═════ KUTIPAN PILIHAN
Ketika Kemarau Panjang Gersangkan Lahan Tani Wasur

Suyati, tampak sibuk menyiapkan segala sesuatu di warung gado-gado yang berada di teras rumah. Hanya dari dua papan dengan bagian atas tertata keperluan jualan. Ada air, mentimun, kacang, dan nasi terbungkus plastik berwarna putih. Bayam rebus, kerupuk, garam, cabai dan kacang tanah goreng. Ia terletak di Jl. Raya Trans Papua, Merauke Wasur II, Kelurahan Rimba Jaya.

Dulu,  Suyati bertani padi. Sejak suami meninggal dunia, sawah terhenti. Dia kesulitan mengelola lahan terlebih kala kekeringan seperti ini. Sawah dia biarkan kering kerontang, tak terurus.

Jualan tak satu-satunya sumber pencarian perempuan 45 tahun ini. Biasa,  Suyati mencuci pakaian, sampai menjadi pekerja rumah tangga di Merauke.  “Kemarau seperti ini segala pekerjaan bisa dilakoni,” katanya.

Sebenarnya, sawah itu juga hanya sewaan dari pemilik tanah,  orang asli Marind. Penduduk Wasur II bertani tetapi hanya menumpang di lahan orang lain.  Warga Wasur II banyak transmigrasi dengan penempatan di berbagai distrik, penduduk sekitar 23.487 keluarga atau 500.813 jiwa.

Penduduk Wasur II banyak dari bertani, mencari jalan lain seperti jadi tukang di Kota Merauke. Kondisi tanah kalau kemarau pecah-pecah seperti di Kampung Muting Afasera, Semangga, Sota, Bupul, Jagebob, Mimi, Salor dan Kurik.

“Kami pindah ke Merauke karena tak ada kehidupan disana. Saat seperti ini, kekeringan, selain jarak sangat jauh, kendaraan sulit menjangkau pasar. Akhirnya kami pindah dari Wasur II dekat Kota Merauke,” katanya.

Panuu,  warga asal Jawa merantau ke Wasur II untuk mengadu nasib. Dia sudah menetap di sini sekitar 15-an tahunan.

Warga Wasur, katanya, banyak tanam padi (sawah) tetapi kini mereka mengalami kekeringan sejak Januari 2016. Hujan pernah turun Februari,  setelah itu kering lagi.

Kala hutan, warga menanam padi musim tanam pertama. Drainase, waktu itu penuh air hujan hingga bendali dan sawah terairi.

Pada Maret, air mulai surut walau masih ada stok air hingga sekarang. Masih ada sawah dengan padi menguning alias hampir panen. Perediaan air dari Rawa Kawe masih ada, walau terletak jauh dari Kampung Wasur.

“Air dibendung supaya air rawa jangan mengalir ke Kali Maro hingga ada stok air,” katanya.
══════════
═════ BAHAN YANG DISEDIAKAN
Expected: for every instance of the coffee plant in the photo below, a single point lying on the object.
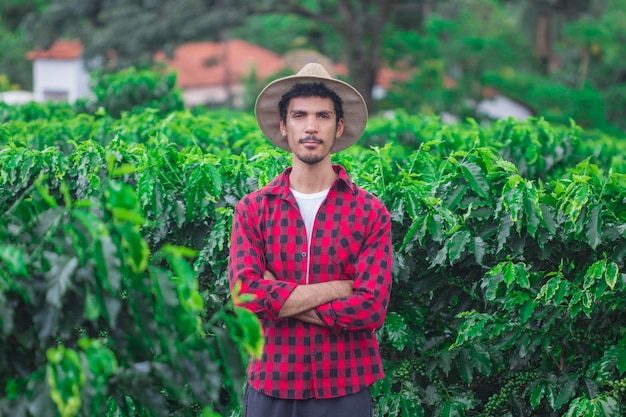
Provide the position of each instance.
(509, 247)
══════════
KERJAKAN BERIKUT INI.
• a. Salin bagian kutipan pilihan mulai dari "Penduduk Wasur II banyak" sampai dengan "dan sawah terairi.".
• b. Menurut kutipan pilihan, sejak kapan warga Wasur mengalami kekeringan?
Baris-baris di atas tidak perlu digunakan.

HASIL PENGERJAAN TUGAS.
• a.
Penduduk Wasur II banyak dari bertani, mencari jalan lain seperti jadi tukang di Kota Merauke. Kondisi tanah kalau kemarau pecah-pecah seperti di Kampung Muting Afasera, Semangga, Sota, Bupul, Jagebob, Mimi, Salor dan Kurik.

“Kami pindah ke Merauke karena tak ada kehidupan disana. Saat seperti ini, kekeringan, selain jarak sangat jauh, kendaraan sulit menjangkau pasar. Akhirnya kami pindah dari Wasur II dekat Kota Merauke,” katanya.

Panuu,  warga asal Jawa merantau ke Wasur II untuk mengadu nasib. Dia sudah menetap di sini sekitar 15-an tahunan.

Warga Wasur, katanya, banyak tanam padi (sawah) tetapi kini mereka mengalami kekeringan sejak Januari 2016. Hujan pernah turun Februari,  setelah itu kering lagi.

Kala hutan, warga menanam padi musim tanam pertama. Drainase, waktu itu penuh air hujan hingga bendali dan sawah terairi.

• b. Sejak Januari 2016.